■ Task objective: The records below must be copied out completely and exactly.

Top of Data to use

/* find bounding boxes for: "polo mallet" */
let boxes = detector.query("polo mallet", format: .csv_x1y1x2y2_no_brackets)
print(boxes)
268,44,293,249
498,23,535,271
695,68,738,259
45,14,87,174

Bottom of Data to use

■ Task answer:
/* find bounding boxes for: "polo mallet" */
let boxes = detector.query("polo mallet", format: .csv_x1y1x2y2_no_brackets)
print(boxes)
268,44,293,249
498,23,535,271
695,68,738,259
45,14,87,174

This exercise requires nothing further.